**Text excerpt:**
Friday, June 13, 2014


Over the last couple of the last couple months, we have been providing a team-by-team breakdown of each squad that failed to make the playoffs to determine what went wrong.  We’re done with the Eastern Conference, so we’re shifting our attention to the Central Division, where only two squads failed to make the cut.

 

Nashville Predators

 

The Nashville Predators are one of the easier teams to analyze for an article like this.  They signed goaltender Pekka Rinne to a seven-year, $49 million contract because he was the backbone of the team and he ended up missing the vast majority of the season.

 

A great team is able to overcome the loss of a single player, but the Predators are a team that had been constructed around the idea that they would win on the strength of an all-star netminder backed by a great defense.  They were only able to make a token effort to address their anemic offense over the summer, which we’ll talk about more in the player breakdown, and in anticipation of Rinne starting in as many as 70 games, they didn’t get a reliable backup.

 

When Rinne went down, Carter Hutton and Marek Mazanec were asked to fill the void even though they only had one game worth of NHL experience between the two of them going into this season.  Hutton still managed to be decent even if he was inconsistent, but because of their near complete lack of skilled forwards, Nashville wasn’t going to win many games with anything short of consistently great goaltending.

 

After the season ended, coach Barry Trotz was replaced by Peter Laviolette in the hopes that the latter will be able to turn around the Predators’ offense.  It’s hard to see that happening unless they give Laviolette more to work with, but they’ll likely be competitive anyways now that Rinne’s healthy.

 

Let’s take a look at some of the players that, either through misfortunate, struggles, or skewed expectations, came up short in 2013-14:

 

Pekka Rinne – We’ve already touched on Rinne, but it’s worth adding that the Predators were further hurt by Rinne’s struggles when he finally returned from a major hip injury on March 4.  He ended up with a 2.77 GAA and .902 save percentage in 24 contests in 2013-14.  The good news is that he was able to bounce back during the 2014 World Championship, so at least he’ll have some confidence going into the summer.  Now that he’s finally healthy and after getting an opportunity to shake off the rust, he’s a good bet to bounce back in 2014-15.

 

Viktor Stalberg – Need to bolster your top-six on a budget?  Go after a player in his late 20s that’s spent the last few years serving as a bottom-six forward for a deep team and hope that a guy who wasn’t good enough to play a major role with them will be good enough to do so for you.  That’s essentially the philosophy that led Nashville to bring in Stalberg from Chicago.  He had only surpassed the 40-point mark once going into 2013-14, but he did have some offensive upside and the hope was that he would take advantage of the new opportunity.  Instead, the Predators ended up using him even less than Chicago did and he had arguably the worst season of his career with 18 points in 70 contests.  With Nashville looking to shift to a more offensive style, Stalberg is someone that might bounce back, but we wouldn’t count on him getting more than 50 points even in a best-case scenario.

**Given material:**
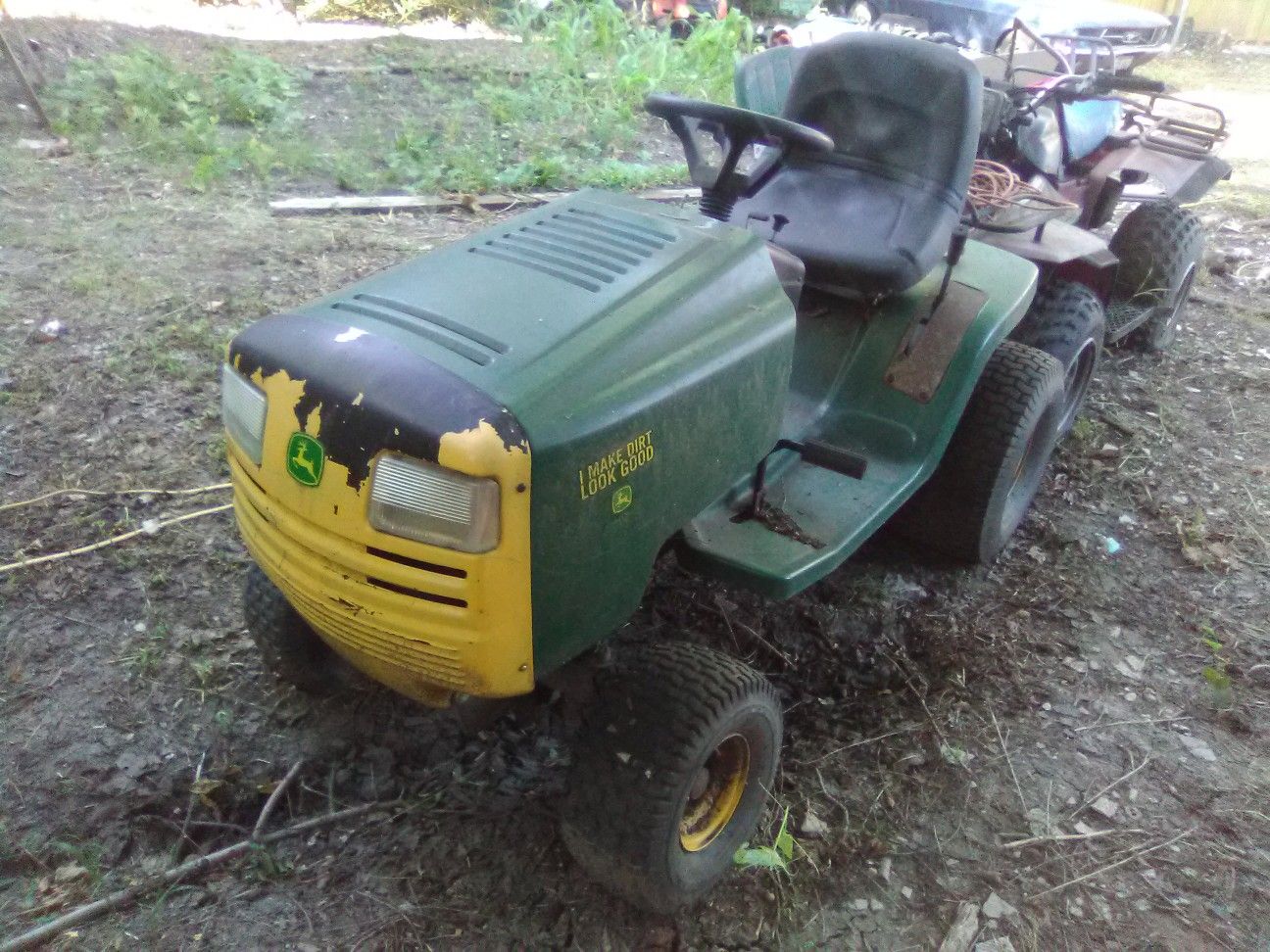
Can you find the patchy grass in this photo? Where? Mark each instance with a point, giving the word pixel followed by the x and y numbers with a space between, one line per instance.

**Written problem A:**
In the Predators article, who replaced Barry Trotz as Nashville's coach?
**Written problem B:**
Print the part of the Predators article starting with "When Rinne went" and going on through "consistently great goaltending.".
None of the lines is needed here.

**Right answer A:**
Peter Laviolette

**Right answer B:**
When Rinne went down, Carter Hutton and Marek Mazanec were asked to fill the void even though they only had one game worth of NHL experience between the two of them going into this season.  Hutton still managed to be decent even if he was inconsistent, but because of their near complete lack of skilled forwards, Nashville wasn’t going to win many games with anything short of consistently great goaltending.